**Task inputs:**
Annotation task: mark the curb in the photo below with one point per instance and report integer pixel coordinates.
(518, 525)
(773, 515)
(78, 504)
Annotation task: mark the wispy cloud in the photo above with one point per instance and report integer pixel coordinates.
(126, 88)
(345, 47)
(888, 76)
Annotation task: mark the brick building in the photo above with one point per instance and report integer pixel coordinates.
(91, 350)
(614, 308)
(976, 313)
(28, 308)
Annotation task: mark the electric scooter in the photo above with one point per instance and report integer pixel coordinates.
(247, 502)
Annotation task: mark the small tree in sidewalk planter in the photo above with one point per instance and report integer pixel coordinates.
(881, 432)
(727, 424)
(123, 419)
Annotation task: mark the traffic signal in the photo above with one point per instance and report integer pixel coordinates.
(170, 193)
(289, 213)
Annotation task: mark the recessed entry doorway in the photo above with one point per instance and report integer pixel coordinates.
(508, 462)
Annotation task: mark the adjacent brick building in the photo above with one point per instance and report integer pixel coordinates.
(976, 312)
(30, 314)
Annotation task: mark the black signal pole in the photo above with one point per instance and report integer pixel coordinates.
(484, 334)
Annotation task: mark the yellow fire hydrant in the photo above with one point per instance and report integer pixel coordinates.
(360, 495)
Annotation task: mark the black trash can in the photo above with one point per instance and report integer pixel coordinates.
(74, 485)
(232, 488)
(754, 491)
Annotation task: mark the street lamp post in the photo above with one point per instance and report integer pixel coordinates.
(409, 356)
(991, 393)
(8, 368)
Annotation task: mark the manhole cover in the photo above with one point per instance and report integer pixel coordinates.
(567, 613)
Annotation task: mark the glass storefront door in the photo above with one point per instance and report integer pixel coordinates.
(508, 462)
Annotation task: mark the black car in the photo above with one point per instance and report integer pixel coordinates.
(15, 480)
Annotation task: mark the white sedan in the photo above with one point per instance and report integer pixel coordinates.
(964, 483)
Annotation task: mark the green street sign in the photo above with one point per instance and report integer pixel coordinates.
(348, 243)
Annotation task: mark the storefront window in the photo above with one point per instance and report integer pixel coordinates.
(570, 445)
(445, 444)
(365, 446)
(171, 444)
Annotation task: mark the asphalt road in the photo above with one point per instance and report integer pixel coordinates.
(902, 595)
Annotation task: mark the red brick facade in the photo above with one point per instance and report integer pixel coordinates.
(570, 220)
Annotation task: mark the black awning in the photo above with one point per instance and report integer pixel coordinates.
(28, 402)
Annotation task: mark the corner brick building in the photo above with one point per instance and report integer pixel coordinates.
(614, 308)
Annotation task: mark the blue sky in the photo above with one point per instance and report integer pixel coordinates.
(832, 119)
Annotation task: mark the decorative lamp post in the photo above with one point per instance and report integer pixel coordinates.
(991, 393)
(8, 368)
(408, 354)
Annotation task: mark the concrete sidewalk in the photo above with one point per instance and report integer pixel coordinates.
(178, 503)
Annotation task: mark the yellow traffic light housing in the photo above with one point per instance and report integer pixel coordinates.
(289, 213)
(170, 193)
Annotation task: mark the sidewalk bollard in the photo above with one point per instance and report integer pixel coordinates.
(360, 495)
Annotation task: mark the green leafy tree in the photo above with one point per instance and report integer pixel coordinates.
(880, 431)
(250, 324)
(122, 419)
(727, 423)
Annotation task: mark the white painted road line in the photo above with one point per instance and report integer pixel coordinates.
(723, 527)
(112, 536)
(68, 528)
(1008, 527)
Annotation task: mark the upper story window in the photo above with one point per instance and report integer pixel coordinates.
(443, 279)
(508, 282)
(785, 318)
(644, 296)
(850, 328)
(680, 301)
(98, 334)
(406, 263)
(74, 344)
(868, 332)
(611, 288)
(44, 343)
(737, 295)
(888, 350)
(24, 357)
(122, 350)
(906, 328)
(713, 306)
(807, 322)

**Assignment:** Each line above must be output exactly as it stands.

**Answer to this problem:**
Annotation task: mark the curb in the photo below with one point per instance and report integer pixel coordinates.
(518, 525)
(773, 515)
(78, 504)
Annotation task: mark the wispy cloud in the photo above with one point per instance and report integer pixel coordinates.
(126, 88)
(345, 47)
(888, 76)
Annotation task: mark the brick building in the photo above with one point per instance and report integer pixel coordinates.
(91, 350)
(614, 308)
(976, 313)
(28, 308)
Annotation task: mark the electric scooter in the photo above with one point per instance and report integer pixel coordinates.
(247, 502)
Annotation task: mark the small tree in sidewalk planter in the photo above with one point per instance and report integer pixel coordinates.
(881, 432)
(727, 424)
(123, 419)
Annotation task: mark the traffic signal in the photo above with one point per instance and report integer pixel coordinates.
(170, 193)
(289, 213)
Annotation task: mark the recessed entry doorway in the photo above with one point per instance and report integer pixel coordinates.
(508, 462)
Annotation task: mark the adjacent brick building in the photo above with one point per instance and report integer pixel coordinates.
(976, 312)
(30, 314)
Annotation task: mark the black signal pole in the photo above with one point per instance and report integer pixel coordinates.
(484, 334)
Annotation task: mark the yellow fire hydrant in the photo above with one point per instance and report integer pixel coordinates.
(360, 495)
Annotation task: mark the black trash can in the photo above with one point per instance and report integer pixel coordinates.
(74, 485)
(232, 488)
(754, 491)
Annotation task: mark the street lamp post in the photo above with one point per instance and report integer pixel coordinates.
(409, 356)
(991, 393)
(8, 368)
Annotation task: mark the manhole cover in the photo above with one point per instance and report integer pixel coordinates.
(567, 613)
Annotation task: mark the glass storefront door in the photo above with one point per instance and report integer pixel coordinates.
(508, 462)
Annotation task: mark the black car in the photo above with one point per instance and report integer pixel coordinates.
(15, 480)
Annotation task: mark the white sedan in the photo above with one point per instance and report integer pixel coordinates.
(964, 483)
Annotation task: mark the green street sign in the photo above with one point per instance and report integer pixel coordinates.
(348, 243)
Annotation task: mark the storefront window in the photo above with one point per instance and report integer pixel coordinates.
(570, 445)
(445, 444)
(365, 446)
(171, 444)
Annotation task: mark the asphalt road in the photo above with one point per instance and report integer pixel coordinates.
(902, 595)
Annotation task: mark the red brick facade in the photo above with one point per instance and report integer pixel coordinates.
(570, 220)
Annotation task: mark the black awning in the photo above with one point per instance and report integer pixel coordinates.
(28, 402)
Annotation task: mark the corner brick building in the photo above with one point per instance and report integer pixel coordinates.
(614, 308)
Annotation task: mark the blue sky in the photo above with one point per instance and report integer pixel coordinates.
(832, 119)
Annotation task: mark the decorative lamp post in the photo above with one point per instance and report integer pixel coordinates.
(991, 393)
(8, 368)
(408, 354)
Annotation task: mark the concrete sidewalk in the photo above with one point per instance and report integer pixel coordinates.
(178, 503)
Annotation task: mark the yellow traffic light housing in the photo above with one point per instance and report integer pixel coordinates.
(289, 213)
(170, 193)
Annotation task: mark the sidewalk bollard in the photo above with one point per instance and report integer pixel coordinates.
(360, 495)
Annotation task: mark the green leafy tree in the photo above with one point per instance and report integer pixel coordinates.
(880, 431)
(250, 324)
(122, 419)
(727, 423)
Annotation task: mark the white painted road line in the photo above with one point per instance and report integer pixel coordinates.
(723, 527)
(112, 536)
(68, 528)
(1008, 527)
Annotation task: mark the upper story window in the photo above with one point per instance and report integer pixel coordinates.
(443, 279)
(508, 282)
(785, 318)
(644, 296)
(850, 328)
(680, 301)
(98, 334)
(406, 263)
(74, 344)
(868, 332)
(611, 288)
(44, 343)
(737, 295)
(888, 350)
(24, 357)
(122, 350)
(906, 328)
(713, 306)
(807, 322)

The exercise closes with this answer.